CONSIGNES —
• A. Dans le texte sur Dante, quels poètes antiques Dante associe-t-il à Virgile dans son amour ? Citez tous ceux que le texte nomme.
• B. Selon le texte sur Dante, en quel empereur germanique le poète met-il son espoir ?
• C. Poursuivez le texte sur Dante à partir de sa dernière phrase.

TEXTE FOURNI —
La civilisation italienne ne fut pourtant pas entièrement rebelle à la philosophie scolastique : saint François ne doit pas faire oublier saint Thomas, et chacun sait quels secours fournit la « Somme » pour l’exacte interprétation de la pensée d’un Dante. Mais cette influence scolastique fut superficielle ; elle ne modifia pas profondément l’orientation des esprits, et resta presque sans effet sur l’art et la poésie. C’est de leur réalisme inné, c’est aussi des exemples de l’antiquité, étudiés avec une inlassable persévérance, que les Italiens tirèrent leurs premières inspirations vraiment originales. La Divine Comédie, l’œuvre la plus médiévale et la plus scolastique de toute cette littérature, en est une preuve éclatante. Nulle part on ne trouve plus clairement affirmé ce que j’appellerai la conscience romaine du peuple italien : Rome est à la cime de toutes les préoccupations du poète ; c’est la ville élue de Dieu. Dante ne met son espoir dans un empereur germanique, comme Henri VII, que parce qu’il peut saluer en lui le seul héritier légitime des Césars ; s’il maudit les gens d’Église et les papes, c’est que ce sont des usurpateurs, qui veulent empiéter sur l’autorité du chef établi par Dieu même pour gouverner le monde : l’empereur de Rome. Dans les citoyens les plus sages et les plus honnêtes de sa Florence, Dante se plaît à reconnaitre les descendants directs de la race sacrée des Romains. On sait de reste quelle admiration, quelle piété vraiment filiale le poète avait vouées à Virgile ; mais la « longue étude » qu’il avait faite de l’Enéide, avec toutes les réminiscences qui en sont le fruit, est loin de résumer la préparation classique de ce théologien : à Virgile il associe dans son amour Homère, Horace, Ovide, Lucain, Stace, d’autres encore, qu’il a certainement connus et vénérés. Peu importe qu’il ne les ait pas toujours bien compris ; l’essentiel est qu’ils furent pour lui des guides, des maîtres, des modèles incontestés.

(Entrées de données)
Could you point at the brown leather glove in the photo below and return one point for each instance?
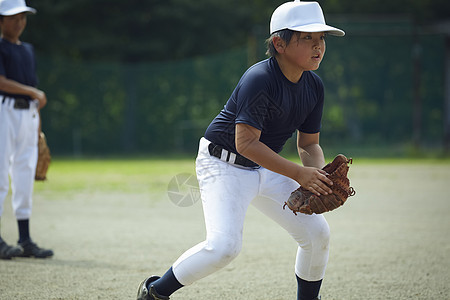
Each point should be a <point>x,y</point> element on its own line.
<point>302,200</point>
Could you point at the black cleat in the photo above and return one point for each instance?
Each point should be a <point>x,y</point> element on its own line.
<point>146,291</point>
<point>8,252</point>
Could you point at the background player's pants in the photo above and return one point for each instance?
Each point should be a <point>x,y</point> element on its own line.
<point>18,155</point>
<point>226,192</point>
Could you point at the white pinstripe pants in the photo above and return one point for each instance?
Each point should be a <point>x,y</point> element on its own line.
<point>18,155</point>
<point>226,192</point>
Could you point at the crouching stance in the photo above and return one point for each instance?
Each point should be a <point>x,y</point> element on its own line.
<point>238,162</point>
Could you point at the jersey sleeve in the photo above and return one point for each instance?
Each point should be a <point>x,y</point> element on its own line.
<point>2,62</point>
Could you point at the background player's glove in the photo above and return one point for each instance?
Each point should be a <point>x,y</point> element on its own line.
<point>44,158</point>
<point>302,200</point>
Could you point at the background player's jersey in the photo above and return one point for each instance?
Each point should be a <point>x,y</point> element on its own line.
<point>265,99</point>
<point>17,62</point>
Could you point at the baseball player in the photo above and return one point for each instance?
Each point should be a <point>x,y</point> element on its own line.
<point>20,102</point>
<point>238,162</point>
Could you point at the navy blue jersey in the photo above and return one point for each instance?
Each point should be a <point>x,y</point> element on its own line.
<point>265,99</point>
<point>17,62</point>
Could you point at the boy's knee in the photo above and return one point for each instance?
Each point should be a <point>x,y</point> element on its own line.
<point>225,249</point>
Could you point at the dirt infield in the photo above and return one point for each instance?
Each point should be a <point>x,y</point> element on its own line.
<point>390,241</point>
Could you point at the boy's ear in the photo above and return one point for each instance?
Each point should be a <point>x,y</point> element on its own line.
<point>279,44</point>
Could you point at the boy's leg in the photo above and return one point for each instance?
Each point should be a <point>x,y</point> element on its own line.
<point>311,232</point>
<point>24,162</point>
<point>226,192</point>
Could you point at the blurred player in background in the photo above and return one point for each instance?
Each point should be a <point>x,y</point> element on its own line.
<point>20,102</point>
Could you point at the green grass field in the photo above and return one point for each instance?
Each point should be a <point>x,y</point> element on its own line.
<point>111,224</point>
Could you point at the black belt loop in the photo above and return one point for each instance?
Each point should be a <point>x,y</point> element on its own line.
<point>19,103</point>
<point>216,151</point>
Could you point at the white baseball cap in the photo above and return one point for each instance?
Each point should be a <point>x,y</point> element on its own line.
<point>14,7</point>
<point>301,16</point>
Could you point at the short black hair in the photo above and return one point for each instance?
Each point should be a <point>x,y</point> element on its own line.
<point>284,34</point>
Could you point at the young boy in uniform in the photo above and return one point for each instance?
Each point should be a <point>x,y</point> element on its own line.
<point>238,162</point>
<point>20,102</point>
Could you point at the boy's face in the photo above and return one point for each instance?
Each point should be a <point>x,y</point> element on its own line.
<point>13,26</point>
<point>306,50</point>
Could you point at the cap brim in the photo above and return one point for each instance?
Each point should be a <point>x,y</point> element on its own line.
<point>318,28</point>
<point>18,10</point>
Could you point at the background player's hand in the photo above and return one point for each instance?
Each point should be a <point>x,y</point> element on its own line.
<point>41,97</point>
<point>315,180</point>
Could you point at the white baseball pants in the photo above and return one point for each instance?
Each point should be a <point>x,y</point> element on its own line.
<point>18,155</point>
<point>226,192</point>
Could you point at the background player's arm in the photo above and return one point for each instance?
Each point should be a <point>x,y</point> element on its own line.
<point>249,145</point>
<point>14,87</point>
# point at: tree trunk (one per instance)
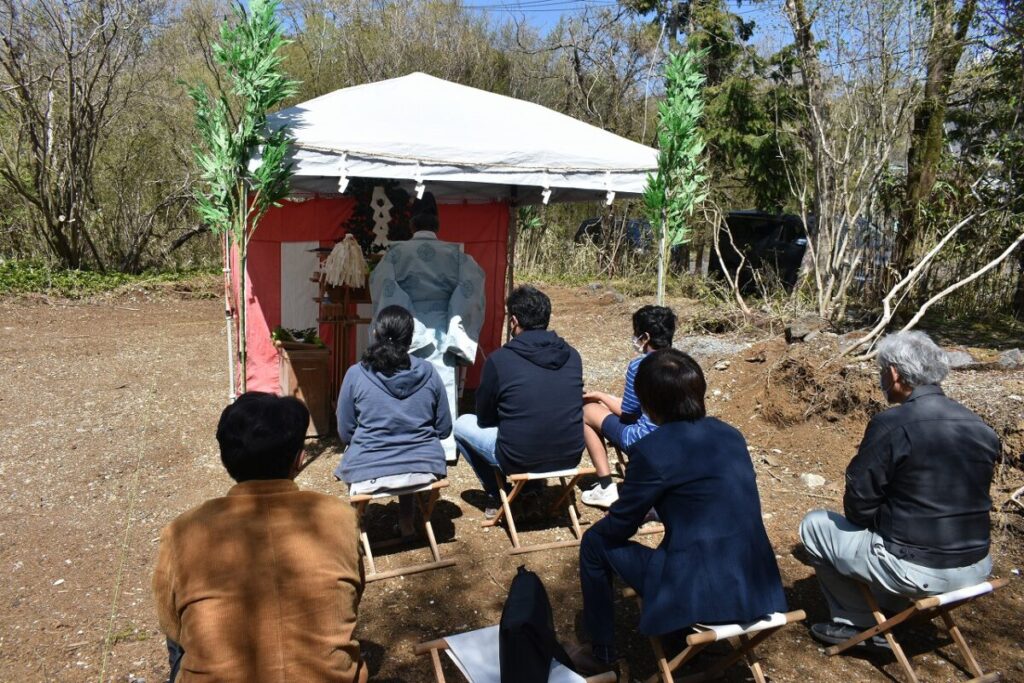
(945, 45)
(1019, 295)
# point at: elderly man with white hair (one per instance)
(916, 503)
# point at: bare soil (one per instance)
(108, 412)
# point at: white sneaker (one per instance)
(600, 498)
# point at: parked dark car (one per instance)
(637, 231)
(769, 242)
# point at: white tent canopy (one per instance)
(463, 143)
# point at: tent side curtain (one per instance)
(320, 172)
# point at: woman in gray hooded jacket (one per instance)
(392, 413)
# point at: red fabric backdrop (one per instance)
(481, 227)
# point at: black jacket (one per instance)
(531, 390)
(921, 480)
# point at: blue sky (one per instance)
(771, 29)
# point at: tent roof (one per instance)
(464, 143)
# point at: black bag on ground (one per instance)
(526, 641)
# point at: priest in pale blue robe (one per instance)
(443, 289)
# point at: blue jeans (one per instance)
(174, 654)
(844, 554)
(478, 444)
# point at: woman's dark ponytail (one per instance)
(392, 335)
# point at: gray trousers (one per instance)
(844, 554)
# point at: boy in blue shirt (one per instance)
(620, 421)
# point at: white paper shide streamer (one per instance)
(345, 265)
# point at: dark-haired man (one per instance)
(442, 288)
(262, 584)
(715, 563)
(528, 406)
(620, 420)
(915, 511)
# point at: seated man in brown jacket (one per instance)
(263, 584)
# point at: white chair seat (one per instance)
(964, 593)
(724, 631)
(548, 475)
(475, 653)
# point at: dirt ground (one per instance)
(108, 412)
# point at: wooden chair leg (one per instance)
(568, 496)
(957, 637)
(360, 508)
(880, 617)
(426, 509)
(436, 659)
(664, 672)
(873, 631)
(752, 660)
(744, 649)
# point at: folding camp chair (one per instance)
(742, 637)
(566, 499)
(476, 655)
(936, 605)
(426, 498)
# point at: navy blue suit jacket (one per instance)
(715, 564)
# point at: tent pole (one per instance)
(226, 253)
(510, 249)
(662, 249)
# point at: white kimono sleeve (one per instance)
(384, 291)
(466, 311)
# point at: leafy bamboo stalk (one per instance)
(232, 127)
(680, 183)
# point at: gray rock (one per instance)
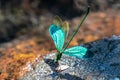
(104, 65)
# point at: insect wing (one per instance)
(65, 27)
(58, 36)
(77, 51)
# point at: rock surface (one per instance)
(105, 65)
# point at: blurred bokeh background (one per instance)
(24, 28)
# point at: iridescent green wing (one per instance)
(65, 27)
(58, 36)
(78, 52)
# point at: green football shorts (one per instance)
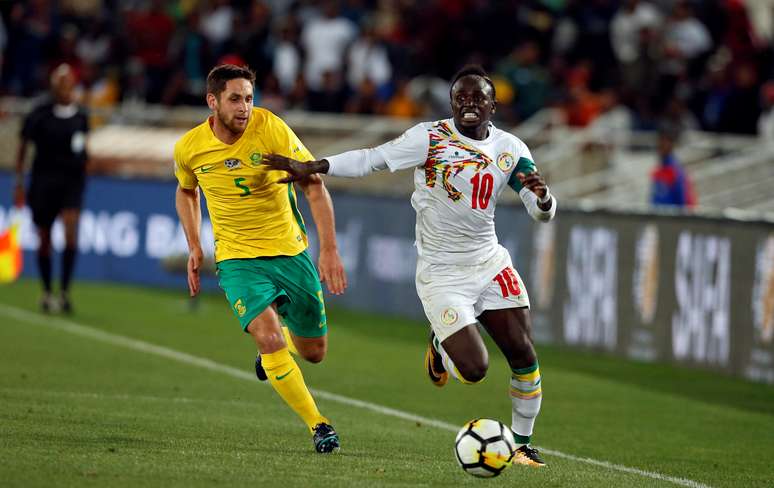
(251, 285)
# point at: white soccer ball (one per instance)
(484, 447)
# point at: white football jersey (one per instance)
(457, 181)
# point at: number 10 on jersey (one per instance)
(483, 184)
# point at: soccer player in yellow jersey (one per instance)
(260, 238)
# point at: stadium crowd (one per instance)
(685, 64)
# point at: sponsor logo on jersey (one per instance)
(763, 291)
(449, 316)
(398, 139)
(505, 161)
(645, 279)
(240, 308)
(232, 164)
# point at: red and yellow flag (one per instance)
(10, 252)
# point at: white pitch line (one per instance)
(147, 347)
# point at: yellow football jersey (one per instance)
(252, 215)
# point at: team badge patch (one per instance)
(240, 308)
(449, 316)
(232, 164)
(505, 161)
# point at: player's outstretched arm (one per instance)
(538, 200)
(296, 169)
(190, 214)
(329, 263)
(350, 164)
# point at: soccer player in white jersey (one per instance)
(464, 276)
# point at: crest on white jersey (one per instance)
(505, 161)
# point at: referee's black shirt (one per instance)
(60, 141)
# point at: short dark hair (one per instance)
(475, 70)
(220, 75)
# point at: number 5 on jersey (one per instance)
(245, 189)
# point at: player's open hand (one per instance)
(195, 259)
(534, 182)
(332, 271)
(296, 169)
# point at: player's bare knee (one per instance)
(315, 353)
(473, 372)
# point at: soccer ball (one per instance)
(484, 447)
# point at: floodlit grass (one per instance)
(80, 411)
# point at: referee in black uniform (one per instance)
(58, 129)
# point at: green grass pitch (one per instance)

RÉPONSES —
• A. Homère, Horace, Ovide, Lucain et Stace.

• B. Henri VII.

• C.
L’Italie du Moyen Age n’a donc jamais complètement cessé de rester en contact avec les anciens, et de leur rendre une sorte de culte, fût-ce avec une intelligence imparfaite. C’est à l’abri de l’antiquité que le génie italien, épris de réalité, d’harmonie et de beauté, s’est tenu en garde contre les abstractions, les subtilités et le formalisme de la pensée scolastique, au moment même où la vie municipale émancipait la commune, et appelait ce peuple au libre épanouissement de ses facultés ; c’est à cette école que Dante a développé les dons de sa race, et su produire, en dépit de sa théologie, de sa science encyclopédique et de sa conception symbolique de la poésie, une œuvre personnelle, humaine, si voisine de nous par certains aspects que parfois on a cru y reconnaitre l’aurore de la Renaissance.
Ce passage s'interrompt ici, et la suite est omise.